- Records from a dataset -
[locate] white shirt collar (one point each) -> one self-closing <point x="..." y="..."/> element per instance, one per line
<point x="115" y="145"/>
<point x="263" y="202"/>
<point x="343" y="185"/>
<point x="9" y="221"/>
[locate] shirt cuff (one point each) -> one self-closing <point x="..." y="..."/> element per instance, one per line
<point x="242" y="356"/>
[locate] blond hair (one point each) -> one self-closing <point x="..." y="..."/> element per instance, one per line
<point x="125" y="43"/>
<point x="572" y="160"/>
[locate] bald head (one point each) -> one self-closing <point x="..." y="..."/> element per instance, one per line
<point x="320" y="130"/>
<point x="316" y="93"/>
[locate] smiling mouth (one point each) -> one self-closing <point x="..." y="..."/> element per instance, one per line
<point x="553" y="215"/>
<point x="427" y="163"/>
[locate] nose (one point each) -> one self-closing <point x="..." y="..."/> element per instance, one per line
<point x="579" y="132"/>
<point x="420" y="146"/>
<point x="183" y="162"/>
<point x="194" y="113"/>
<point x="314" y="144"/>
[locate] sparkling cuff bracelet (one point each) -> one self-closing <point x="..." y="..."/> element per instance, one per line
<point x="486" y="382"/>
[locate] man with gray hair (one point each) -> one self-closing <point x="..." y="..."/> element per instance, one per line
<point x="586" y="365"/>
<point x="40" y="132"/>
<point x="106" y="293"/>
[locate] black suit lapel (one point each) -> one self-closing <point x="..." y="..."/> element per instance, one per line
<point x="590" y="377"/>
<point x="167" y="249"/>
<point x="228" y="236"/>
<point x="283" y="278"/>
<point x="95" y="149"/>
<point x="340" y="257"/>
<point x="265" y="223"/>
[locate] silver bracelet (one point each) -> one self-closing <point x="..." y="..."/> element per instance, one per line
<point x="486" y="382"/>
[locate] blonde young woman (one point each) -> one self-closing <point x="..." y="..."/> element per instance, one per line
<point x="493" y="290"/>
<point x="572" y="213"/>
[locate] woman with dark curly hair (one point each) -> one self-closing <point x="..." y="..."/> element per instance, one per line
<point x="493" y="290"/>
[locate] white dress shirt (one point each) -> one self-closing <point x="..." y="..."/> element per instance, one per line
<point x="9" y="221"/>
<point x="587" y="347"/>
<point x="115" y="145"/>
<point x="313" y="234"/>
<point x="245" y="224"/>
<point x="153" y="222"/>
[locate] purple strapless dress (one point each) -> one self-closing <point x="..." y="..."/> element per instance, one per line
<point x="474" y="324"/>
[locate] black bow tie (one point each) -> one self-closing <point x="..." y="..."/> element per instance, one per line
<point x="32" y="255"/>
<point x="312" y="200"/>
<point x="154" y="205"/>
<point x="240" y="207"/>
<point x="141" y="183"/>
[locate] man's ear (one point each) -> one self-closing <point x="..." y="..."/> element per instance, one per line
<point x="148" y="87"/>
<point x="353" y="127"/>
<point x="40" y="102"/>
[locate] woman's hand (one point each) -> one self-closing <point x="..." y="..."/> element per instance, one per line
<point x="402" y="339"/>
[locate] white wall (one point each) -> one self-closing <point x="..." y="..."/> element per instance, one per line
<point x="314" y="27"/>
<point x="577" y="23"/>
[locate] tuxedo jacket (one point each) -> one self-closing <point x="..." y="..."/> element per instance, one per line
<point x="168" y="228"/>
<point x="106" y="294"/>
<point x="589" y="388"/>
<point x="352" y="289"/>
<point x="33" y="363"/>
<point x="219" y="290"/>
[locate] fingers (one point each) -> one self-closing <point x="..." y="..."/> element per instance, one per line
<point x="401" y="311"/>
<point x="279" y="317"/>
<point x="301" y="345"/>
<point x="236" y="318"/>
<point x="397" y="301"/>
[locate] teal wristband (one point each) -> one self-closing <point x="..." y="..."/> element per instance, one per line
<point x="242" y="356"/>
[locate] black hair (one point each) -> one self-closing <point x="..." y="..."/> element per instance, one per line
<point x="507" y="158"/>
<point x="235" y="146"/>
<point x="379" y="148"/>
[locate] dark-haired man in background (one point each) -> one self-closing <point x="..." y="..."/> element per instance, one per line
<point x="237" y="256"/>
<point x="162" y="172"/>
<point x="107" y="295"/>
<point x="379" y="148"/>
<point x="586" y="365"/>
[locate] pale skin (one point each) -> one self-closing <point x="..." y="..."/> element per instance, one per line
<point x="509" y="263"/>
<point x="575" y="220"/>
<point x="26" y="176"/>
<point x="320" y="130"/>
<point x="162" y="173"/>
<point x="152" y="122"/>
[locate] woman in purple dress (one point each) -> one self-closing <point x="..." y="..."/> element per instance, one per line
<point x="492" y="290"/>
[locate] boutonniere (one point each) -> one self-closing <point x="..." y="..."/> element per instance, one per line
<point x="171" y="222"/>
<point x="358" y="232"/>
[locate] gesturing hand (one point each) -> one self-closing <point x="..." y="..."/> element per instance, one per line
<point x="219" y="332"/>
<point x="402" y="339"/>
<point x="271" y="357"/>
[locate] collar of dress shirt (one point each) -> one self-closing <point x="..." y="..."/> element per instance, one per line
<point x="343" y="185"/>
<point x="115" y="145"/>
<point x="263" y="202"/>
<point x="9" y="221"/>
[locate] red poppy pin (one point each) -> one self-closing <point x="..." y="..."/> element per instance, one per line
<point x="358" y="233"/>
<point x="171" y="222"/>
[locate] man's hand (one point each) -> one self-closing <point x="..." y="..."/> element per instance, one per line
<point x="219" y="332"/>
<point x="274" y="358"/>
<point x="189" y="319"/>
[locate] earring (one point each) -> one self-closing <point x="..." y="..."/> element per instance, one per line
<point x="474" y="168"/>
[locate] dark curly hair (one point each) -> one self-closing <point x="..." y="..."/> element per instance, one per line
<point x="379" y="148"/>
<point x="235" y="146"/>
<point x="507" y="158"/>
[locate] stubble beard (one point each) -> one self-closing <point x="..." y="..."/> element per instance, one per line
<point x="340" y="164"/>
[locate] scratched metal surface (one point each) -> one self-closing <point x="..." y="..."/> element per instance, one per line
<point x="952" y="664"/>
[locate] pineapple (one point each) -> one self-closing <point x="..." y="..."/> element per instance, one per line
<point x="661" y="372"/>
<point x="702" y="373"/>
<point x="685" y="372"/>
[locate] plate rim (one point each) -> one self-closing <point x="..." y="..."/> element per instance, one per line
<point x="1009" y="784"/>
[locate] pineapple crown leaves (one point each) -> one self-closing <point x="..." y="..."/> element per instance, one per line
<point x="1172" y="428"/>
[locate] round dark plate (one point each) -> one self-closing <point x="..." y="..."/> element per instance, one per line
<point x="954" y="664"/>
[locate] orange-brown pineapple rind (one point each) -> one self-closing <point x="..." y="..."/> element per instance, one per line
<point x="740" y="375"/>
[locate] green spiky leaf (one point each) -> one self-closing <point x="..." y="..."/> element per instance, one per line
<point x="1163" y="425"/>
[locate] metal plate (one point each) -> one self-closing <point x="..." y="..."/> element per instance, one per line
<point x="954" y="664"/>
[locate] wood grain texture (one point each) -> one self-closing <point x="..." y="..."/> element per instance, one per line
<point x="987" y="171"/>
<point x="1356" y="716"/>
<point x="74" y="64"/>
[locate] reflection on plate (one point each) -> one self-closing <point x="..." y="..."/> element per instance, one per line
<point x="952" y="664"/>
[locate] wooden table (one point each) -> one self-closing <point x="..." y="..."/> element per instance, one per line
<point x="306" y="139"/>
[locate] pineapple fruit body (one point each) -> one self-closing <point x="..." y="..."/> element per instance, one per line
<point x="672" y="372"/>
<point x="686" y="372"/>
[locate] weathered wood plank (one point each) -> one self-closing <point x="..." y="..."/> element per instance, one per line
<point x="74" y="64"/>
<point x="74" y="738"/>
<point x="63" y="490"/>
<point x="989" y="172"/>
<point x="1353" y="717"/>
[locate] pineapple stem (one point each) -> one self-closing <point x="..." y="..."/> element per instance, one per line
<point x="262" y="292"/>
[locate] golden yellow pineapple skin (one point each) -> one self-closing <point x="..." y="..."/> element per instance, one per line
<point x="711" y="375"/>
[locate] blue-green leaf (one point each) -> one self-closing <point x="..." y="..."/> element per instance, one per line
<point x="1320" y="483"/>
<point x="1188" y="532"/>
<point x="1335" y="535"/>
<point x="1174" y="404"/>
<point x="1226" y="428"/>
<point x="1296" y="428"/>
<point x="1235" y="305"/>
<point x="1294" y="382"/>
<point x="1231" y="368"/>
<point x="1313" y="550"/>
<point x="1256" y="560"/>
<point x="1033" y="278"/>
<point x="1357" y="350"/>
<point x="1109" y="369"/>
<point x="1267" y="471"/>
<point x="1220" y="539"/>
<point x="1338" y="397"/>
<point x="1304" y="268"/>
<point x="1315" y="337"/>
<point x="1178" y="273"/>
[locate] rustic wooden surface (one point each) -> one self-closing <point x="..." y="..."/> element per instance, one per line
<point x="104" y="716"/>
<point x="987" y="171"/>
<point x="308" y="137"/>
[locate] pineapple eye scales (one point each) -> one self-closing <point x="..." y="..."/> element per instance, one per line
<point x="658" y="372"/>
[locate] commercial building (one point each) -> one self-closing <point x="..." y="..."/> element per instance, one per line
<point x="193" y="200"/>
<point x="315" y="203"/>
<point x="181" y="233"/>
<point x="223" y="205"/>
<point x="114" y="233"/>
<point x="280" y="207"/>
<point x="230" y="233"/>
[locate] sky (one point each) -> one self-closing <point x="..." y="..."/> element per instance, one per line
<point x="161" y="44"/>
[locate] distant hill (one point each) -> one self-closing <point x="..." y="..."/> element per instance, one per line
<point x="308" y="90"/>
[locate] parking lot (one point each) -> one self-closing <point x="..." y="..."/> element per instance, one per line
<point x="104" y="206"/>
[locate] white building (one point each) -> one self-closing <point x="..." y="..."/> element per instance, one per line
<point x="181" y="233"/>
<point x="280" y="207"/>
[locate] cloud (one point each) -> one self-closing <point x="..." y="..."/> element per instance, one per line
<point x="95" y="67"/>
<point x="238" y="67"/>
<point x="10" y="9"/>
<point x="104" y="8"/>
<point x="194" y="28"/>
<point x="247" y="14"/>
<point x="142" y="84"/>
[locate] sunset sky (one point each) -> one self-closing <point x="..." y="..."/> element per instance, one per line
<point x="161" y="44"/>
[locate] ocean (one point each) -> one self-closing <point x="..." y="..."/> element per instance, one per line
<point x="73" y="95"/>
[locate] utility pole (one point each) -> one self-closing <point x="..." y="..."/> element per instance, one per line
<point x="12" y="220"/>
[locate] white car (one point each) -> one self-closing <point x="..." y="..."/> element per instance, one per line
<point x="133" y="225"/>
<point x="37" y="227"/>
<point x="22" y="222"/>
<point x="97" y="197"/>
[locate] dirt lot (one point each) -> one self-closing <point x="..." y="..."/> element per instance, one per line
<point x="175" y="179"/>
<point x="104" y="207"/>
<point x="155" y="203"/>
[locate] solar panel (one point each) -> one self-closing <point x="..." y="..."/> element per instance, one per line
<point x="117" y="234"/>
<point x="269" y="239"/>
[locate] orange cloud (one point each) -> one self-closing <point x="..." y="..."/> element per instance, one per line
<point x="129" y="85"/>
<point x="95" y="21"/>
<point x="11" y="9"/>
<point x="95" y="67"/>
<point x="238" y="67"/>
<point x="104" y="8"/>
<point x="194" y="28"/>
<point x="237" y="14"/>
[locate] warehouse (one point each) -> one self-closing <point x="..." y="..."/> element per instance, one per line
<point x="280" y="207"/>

- ABOUT THIS EXERCISE -
Write out exactly the lines from the one with "[locate] solar panel" through the end of the records above, both ends included, and leave out all other lines.

- ANSWER -
[locate] solar panel (one point each) -> one self-closing <point x="..." y="..."/> element per instance, one per line
<point x="117" y="234"/>
<point x="269" y="239"/>
[locate] orange cloud (one point each) -> one self-closing <point x="..." y="..."/> element per instance, one per line
<point x="129" y="85"/>
<point x="95" y="21"/>
<point x="11" y="9"/>
<point x="95" y="67"/>
<point x="238" y="67"/>
<point x="104" y="8"/>
<point x="194" y="28"/>
<point x="237" y="14"/>
[locate] warehouse (one point each) -> one self-closing <point x="..." y="..."/> element per instance, one per line
<point x="280" y="207"/>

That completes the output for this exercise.